* [EXERCISE REQUIREMENTS]
Scan the entries below. Return every line that includes "white".

* [SUPPLIED MATERIAL]

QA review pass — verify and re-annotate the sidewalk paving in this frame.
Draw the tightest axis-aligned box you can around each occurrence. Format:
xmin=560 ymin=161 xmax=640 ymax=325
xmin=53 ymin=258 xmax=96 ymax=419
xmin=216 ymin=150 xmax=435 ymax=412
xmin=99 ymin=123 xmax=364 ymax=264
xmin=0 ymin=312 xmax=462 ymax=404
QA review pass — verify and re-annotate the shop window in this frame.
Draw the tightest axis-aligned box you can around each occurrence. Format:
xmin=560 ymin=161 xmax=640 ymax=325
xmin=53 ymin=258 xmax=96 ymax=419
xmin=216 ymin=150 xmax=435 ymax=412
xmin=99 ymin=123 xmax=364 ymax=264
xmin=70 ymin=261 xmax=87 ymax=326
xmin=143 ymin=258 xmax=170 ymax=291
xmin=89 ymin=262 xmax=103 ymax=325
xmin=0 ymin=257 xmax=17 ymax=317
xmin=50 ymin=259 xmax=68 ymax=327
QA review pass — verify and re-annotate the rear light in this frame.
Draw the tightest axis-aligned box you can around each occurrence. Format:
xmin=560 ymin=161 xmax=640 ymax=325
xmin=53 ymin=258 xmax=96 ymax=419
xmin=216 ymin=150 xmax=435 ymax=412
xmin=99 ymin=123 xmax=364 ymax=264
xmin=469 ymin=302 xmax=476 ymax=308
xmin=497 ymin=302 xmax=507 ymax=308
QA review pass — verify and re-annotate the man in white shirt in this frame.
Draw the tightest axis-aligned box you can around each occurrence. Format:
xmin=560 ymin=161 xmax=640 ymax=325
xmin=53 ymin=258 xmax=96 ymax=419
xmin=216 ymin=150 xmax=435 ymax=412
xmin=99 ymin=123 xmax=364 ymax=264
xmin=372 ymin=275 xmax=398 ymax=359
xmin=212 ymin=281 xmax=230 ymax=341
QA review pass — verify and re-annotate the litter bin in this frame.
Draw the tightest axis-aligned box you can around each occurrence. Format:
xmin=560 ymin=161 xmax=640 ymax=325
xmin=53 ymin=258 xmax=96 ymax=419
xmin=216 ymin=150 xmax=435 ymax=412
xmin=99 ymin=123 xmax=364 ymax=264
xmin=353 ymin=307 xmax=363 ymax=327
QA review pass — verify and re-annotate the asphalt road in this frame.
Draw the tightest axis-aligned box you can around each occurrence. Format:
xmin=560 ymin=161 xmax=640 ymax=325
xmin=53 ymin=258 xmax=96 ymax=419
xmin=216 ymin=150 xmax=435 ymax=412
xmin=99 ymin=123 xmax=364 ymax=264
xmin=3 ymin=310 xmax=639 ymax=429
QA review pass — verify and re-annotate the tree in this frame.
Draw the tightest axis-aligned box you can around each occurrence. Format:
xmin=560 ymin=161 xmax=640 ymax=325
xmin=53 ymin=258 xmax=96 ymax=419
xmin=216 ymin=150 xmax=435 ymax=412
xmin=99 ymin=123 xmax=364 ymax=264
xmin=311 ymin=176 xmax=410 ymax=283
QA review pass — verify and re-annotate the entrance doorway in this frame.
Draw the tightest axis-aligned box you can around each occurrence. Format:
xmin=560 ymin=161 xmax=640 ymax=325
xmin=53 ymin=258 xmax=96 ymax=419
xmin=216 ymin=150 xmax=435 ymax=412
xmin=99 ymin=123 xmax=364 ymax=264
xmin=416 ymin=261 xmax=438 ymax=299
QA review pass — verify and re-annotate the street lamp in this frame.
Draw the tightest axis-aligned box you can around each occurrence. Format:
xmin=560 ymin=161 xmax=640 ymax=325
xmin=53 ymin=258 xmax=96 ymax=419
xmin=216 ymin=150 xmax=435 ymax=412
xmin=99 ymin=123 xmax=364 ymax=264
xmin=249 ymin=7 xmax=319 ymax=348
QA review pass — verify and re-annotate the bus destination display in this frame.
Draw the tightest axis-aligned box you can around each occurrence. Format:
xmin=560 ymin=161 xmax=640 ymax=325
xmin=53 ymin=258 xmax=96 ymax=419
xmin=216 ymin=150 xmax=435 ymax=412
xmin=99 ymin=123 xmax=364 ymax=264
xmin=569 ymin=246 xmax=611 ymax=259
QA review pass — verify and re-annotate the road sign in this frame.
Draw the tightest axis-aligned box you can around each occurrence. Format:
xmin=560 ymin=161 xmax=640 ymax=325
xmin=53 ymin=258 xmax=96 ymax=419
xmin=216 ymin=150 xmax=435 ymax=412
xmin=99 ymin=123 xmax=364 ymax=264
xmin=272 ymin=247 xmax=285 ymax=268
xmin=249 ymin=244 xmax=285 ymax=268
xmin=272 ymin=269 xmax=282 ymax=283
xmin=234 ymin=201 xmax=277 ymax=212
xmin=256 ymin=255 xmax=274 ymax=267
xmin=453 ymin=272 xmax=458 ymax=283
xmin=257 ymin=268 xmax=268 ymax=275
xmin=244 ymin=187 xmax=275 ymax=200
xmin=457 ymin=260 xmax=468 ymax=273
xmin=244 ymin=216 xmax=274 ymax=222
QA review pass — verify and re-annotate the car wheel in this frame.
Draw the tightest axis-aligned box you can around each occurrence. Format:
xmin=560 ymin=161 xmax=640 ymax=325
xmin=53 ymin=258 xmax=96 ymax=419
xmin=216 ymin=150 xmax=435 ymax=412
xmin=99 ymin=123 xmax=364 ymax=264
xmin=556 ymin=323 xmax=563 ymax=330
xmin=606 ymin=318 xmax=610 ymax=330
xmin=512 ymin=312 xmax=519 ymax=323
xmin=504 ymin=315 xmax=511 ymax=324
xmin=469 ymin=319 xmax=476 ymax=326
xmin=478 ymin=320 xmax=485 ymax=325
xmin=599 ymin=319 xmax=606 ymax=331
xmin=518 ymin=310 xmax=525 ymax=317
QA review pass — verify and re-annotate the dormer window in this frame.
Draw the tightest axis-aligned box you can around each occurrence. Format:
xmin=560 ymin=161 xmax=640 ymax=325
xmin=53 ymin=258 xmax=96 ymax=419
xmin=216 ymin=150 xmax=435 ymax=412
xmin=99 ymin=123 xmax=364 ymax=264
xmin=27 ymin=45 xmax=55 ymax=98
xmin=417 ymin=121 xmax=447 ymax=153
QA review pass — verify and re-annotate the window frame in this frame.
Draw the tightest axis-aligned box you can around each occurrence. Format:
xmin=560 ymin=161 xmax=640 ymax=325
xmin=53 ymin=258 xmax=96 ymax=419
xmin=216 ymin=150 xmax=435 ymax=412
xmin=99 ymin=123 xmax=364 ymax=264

--

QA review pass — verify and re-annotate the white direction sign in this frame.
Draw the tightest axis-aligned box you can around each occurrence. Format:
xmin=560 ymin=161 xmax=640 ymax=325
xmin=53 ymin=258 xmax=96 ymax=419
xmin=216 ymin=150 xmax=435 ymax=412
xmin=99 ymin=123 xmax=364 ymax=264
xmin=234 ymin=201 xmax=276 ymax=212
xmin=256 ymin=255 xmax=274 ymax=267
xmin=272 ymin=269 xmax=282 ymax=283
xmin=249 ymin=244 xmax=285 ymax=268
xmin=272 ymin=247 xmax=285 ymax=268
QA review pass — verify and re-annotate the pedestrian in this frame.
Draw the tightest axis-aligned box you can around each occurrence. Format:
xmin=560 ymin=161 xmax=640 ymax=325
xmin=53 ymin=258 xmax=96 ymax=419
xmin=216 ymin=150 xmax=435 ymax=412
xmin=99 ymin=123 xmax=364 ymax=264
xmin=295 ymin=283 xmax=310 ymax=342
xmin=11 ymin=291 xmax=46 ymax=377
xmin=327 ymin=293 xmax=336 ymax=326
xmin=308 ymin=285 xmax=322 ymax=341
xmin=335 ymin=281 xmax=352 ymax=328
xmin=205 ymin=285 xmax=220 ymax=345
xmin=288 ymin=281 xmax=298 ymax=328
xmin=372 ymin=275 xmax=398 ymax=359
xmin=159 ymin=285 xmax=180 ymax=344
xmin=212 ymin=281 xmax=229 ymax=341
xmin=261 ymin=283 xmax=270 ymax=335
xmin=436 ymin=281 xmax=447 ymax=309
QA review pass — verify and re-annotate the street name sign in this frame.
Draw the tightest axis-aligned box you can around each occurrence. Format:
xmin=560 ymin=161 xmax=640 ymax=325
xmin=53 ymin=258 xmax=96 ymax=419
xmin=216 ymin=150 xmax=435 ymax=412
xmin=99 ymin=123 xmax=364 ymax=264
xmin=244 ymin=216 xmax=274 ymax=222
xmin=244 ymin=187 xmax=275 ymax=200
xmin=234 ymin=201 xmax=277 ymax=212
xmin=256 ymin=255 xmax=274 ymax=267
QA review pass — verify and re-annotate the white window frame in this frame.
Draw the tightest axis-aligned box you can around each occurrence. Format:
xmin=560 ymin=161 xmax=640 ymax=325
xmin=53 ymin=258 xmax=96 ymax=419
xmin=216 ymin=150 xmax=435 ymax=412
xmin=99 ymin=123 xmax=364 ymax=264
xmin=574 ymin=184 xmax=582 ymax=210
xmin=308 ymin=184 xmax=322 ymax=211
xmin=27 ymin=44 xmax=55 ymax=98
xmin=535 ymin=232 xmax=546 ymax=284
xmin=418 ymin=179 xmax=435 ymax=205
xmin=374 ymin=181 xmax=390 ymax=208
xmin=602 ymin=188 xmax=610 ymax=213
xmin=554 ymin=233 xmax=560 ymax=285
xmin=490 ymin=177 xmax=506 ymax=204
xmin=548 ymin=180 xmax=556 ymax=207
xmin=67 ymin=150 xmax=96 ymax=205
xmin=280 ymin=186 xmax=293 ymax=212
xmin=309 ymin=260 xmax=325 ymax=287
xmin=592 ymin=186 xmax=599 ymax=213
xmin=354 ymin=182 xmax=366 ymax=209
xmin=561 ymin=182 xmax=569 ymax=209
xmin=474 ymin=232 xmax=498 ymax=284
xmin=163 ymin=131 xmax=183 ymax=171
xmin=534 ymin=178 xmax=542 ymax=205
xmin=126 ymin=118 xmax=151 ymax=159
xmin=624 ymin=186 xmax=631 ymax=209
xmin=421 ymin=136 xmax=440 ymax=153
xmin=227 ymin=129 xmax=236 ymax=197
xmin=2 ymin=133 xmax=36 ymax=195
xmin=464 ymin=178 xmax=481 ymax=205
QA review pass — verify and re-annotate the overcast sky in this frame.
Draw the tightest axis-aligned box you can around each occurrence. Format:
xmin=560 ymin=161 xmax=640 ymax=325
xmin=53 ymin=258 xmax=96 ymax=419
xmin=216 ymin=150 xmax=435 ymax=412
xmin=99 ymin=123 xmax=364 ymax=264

* * *

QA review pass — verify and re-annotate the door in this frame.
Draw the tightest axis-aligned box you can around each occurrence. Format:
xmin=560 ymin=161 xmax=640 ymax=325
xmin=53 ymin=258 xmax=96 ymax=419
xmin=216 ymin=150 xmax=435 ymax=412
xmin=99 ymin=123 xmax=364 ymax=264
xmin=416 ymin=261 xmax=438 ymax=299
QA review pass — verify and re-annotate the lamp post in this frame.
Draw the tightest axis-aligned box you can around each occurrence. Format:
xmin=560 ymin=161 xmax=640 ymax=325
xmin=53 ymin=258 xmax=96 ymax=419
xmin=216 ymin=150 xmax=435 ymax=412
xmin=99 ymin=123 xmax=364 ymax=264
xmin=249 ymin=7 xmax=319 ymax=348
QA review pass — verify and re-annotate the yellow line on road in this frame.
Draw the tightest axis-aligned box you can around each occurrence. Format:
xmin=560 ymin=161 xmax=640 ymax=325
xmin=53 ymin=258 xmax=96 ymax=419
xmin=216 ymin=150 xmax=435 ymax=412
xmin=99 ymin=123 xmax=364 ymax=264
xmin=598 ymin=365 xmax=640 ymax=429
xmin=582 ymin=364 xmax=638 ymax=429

* [REPLY]
QA review pass — verify and re-annotate the man in white shirt in this frame.
QA review pass — verify and re-annotate the white direction sign in this frame.
QA review pass — verify and re-annotate the white window frame in this frame.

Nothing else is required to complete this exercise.